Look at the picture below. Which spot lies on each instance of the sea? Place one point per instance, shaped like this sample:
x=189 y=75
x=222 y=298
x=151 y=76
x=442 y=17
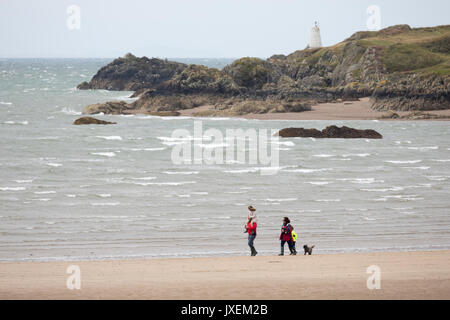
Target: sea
x=113 y=192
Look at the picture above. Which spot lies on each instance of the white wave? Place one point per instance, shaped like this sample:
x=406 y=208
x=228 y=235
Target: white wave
x=284 y=149
x=356 y=155
x=144 y=178
x=12 y=188
x=145 y=149
x=104 y=154
x=110 y=137
x=384 y=189
x=213 y=145
x=250 y=170
x=308 y=170
x=403 y=161
x=323 y=155
x=181 y=172
x=360 y=180
x=438 y=178
x=24 y=181
x=105 y=204
x=319 y=183
x=424 y=148
x=104 y=195
x=51 y=164
x=280 y=200
x=412 y=197
x=70 y=111
x=173 y=143
x=23 y=123
x=165 y=183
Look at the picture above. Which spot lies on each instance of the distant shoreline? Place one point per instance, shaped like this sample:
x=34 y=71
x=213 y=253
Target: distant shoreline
x=346 y=110
x=404 y=275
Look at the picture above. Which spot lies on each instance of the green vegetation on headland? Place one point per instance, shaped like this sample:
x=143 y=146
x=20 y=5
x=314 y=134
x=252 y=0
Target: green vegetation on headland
x=400 y=68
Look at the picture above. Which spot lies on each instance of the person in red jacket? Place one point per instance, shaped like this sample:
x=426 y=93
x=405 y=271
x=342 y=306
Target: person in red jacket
x=250 y=228
x=286 y=236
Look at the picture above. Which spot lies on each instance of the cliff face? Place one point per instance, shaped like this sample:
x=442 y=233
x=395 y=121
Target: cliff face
x=398 y=67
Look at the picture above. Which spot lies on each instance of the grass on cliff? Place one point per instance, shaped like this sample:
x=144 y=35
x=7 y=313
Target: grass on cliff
x=424 y=50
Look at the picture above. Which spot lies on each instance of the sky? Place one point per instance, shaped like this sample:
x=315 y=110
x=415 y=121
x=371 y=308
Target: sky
x=195 y=28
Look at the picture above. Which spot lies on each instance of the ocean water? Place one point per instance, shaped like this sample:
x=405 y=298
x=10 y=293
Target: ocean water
x=101 y=192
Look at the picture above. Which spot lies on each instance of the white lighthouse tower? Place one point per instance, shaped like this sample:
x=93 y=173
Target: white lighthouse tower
x=315 y=41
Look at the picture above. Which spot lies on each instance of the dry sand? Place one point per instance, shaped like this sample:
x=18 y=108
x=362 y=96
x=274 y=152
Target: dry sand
x=348 y=110
x=404 y=275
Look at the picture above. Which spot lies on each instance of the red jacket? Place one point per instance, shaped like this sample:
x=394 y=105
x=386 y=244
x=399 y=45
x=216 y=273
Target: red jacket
x=251 y=227
x=286 y=232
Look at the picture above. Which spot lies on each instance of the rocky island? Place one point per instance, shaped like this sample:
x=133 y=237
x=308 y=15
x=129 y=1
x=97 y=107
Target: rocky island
x=399 y=68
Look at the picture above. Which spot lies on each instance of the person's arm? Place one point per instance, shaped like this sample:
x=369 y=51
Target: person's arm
x=252 y=227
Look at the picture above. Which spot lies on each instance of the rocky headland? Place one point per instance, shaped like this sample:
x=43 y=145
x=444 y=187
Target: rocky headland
x=399 y=68
x=330 y=132
x=90 y=120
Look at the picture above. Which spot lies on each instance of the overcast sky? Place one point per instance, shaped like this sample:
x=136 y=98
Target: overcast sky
x=194 y=28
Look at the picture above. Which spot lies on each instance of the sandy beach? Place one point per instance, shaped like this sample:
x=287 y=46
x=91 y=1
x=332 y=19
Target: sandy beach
x=404 y=275
x=347 y=110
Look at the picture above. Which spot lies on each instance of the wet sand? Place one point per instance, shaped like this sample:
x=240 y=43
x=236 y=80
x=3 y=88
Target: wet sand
x=404 y=275
x=347 y=110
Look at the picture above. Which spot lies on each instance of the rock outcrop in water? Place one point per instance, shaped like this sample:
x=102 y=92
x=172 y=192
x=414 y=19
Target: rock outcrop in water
x=90 y=120
x=400 y=68
x=330 y=132
x=131 y=73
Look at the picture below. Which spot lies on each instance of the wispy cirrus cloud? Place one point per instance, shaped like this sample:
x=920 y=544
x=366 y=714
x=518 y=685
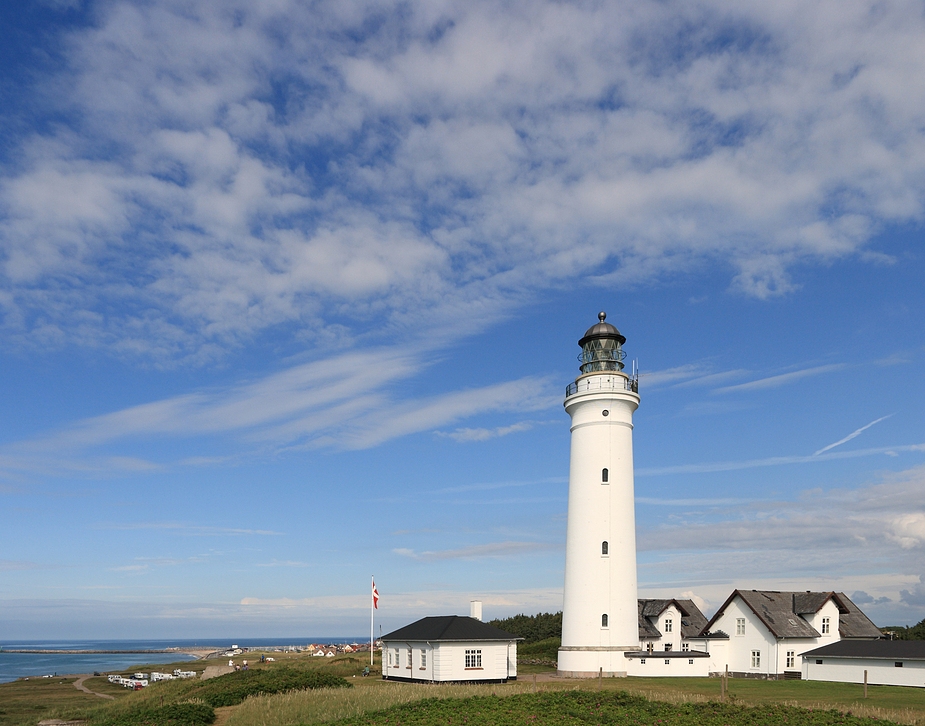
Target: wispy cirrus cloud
x=173 y=211
x=193 y=530
x=852 y=435
x=707 y=467
x=477 y=552
x=483 y=434
x=782 y=379
x=334 y=403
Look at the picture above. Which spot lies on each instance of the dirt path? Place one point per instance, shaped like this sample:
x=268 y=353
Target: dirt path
x=79 y=685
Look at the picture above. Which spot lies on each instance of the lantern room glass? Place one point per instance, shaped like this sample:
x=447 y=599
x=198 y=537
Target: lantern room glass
x=601 y=355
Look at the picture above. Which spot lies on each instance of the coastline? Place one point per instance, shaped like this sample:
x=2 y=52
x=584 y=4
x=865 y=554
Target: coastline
x=200 y=653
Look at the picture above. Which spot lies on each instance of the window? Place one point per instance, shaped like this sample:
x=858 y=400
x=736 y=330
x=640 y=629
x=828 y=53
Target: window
x=474 y=658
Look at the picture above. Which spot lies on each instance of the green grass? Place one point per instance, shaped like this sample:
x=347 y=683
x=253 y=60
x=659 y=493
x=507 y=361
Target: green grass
x=173 y=714
x=555 y=708
x=30 y=701
x=232 y=689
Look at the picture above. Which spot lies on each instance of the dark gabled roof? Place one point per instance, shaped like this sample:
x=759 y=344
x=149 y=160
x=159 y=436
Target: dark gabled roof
x=854 y=623
x=692 y=620
x=449 y=627
x=782 y=613
x=887 y=649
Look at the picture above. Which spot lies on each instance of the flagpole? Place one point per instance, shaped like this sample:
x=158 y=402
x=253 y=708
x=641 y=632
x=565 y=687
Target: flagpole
x=372 y=615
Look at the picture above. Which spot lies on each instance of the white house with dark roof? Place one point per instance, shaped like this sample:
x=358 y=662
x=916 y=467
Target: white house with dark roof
x=449 y=648
x=665 y=629
x=763 y=633
x=884 y=662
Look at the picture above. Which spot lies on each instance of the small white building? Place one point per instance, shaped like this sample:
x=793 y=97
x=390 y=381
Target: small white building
x=886 y=662
x=763 y=633
x=449 y=648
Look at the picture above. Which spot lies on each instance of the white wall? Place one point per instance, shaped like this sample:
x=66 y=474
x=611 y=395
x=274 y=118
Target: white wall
x=447 y=661
x=879 y=671
x=738 y=655
x=598 y=512
x=654 y=665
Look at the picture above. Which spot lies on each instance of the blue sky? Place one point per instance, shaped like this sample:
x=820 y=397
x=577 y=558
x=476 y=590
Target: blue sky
x=290 y=294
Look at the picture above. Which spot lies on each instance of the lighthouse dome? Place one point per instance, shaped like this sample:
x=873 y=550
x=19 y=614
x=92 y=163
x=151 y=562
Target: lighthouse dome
x=601 y=329
x=602 y=348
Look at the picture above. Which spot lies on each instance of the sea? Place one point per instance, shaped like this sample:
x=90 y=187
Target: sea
x=32 y=665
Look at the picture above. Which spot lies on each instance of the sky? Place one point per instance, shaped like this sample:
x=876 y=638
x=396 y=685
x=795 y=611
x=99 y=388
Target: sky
x=290 y=293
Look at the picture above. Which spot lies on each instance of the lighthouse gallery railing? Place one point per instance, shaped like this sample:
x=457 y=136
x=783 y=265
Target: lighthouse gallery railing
x=602 y=383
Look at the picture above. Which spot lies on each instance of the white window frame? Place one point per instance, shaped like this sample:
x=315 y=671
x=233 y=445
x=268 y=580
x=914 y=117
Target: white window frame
x=473 y=658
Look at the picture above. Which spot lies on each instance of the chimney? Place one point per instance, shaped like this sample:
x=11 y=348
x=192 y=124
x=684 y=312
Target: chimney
x=475 y=609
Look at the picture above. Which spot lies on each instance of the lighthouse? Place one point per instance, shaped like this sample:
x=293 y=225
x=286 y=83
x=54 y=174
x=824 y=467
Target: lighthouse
x=599 y=610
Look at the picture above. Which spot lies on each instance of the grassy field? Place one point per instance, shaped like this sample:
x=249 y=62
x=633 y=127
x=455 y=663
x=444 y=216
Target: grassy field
x=27 y=702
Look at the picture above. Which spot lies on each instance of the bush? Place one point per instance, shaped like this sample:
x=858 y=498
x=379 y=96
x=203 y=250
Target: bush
x=233 y=688
x=532 y=628
x=557 y=708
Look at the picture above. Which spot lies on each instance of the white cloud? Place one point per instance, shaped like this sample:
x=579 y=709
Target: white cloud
x=216 y=170
x=852 y=435
x=482 y=434
x=783 y=379
x=328 y=403
x=477 y=552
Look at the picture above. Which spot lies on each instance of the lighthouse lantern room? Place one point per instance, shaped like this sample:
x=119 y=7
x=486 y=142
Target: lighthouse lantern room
x=599 y=611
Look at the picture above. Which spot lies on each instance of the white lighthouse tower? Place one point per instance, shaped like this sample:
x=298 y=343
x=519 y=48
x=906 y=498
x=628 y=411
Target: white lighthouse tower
x=599 y=612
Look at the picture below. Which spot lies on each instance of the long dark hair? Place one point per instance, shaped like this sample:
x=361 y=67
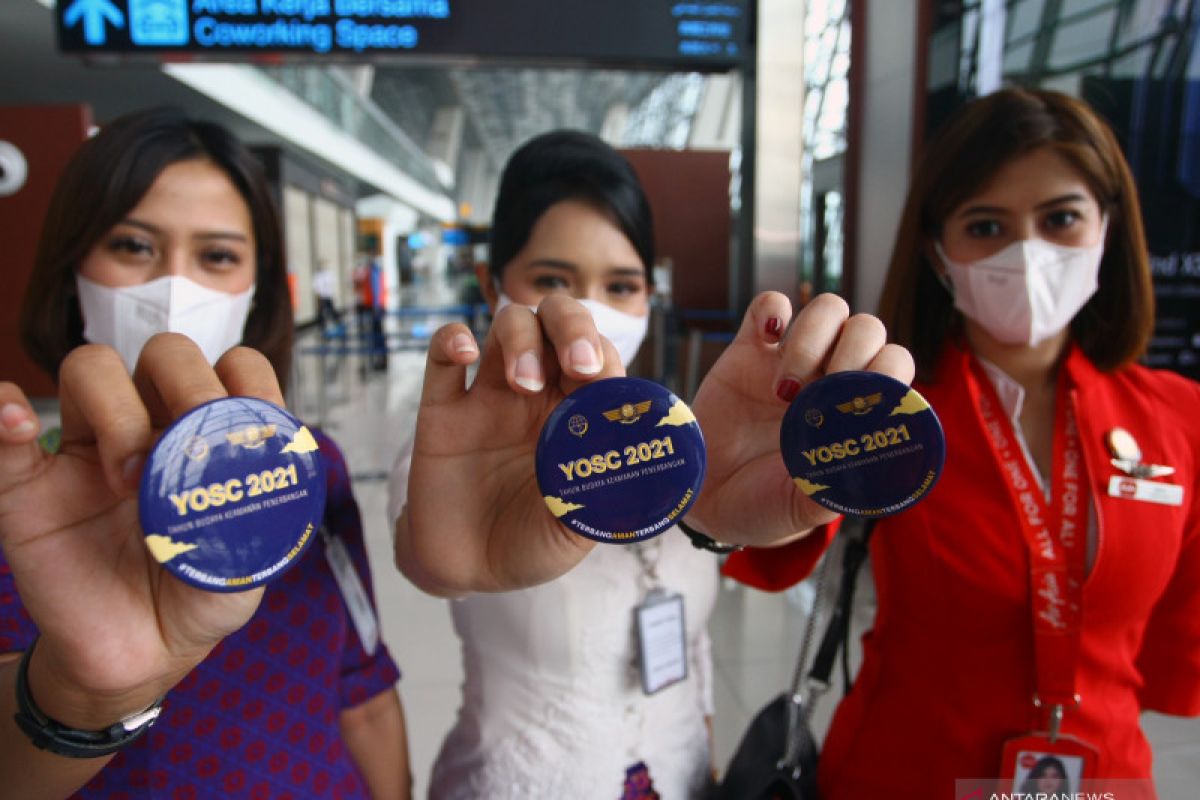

· · · ·

> _PROBLEM_
Copy the material word for word, starting at its first line and stopping after the line that contains "x=286 y=236". Leave the pictures out.

> _TASK RESULT_
Look at the picture below. Which spot lies on each instance of the sea? Place one point per instance, shaped like this sample:
x=189 y=75
x=222 y=298
x=151 y=76
x=442 y=17
Target: sea
x=113 y=192
Look at the picture above. Which spot lies on each instance of the white wave? Place one point per instance, shaped like this sample:
x=406 y=208
x=228 y=235
Target: white wave
x=284 y=149
x=356 y=155
x=144 y=178
x=12 y=188
x=145 y=149
x=104 y=154
x=110 y=137
x=384 y=189
x=213 y=145
x=250 y=170
x=308 y=170
x=403 y=161
x=323 y=155
x=181 y=172
x=360 y=180
x=438 y=178
x=24 y=181
x=105 y=204
x=319 y=183
x=424 y=148
x=104 y=195
x=51 y=164
x=280 y=200
x=412 y=197
x=70 y=111
x=173 y=143
x=23 y=123
x=165 y=183
Look at the picture above. Which spot lies on each instance of the distant shoreline? Place one point per instance, shaped like this sample:
x=34 y=71
x=213 y=253
Target: distant shoreline
x=346 y=110
x=404 y=275
Look at the picture above. Which spot lies on each instance of the green vegetation on headland? Place one point per instance, shaped like this sample:
x=143 y=146
x=20 y=5
x=314 y=134
x=252 y=0
Target: green vegetation on headland
x=400 y=68
Look at the picture above. Which spot lies on each instance of the person in red jacket? Place one point per instance, shaped like this sample:
x=426 y=93
x=405 y=271
x=342 y=306
Target: person in red jacket
x=250 y=228
x=286 y=236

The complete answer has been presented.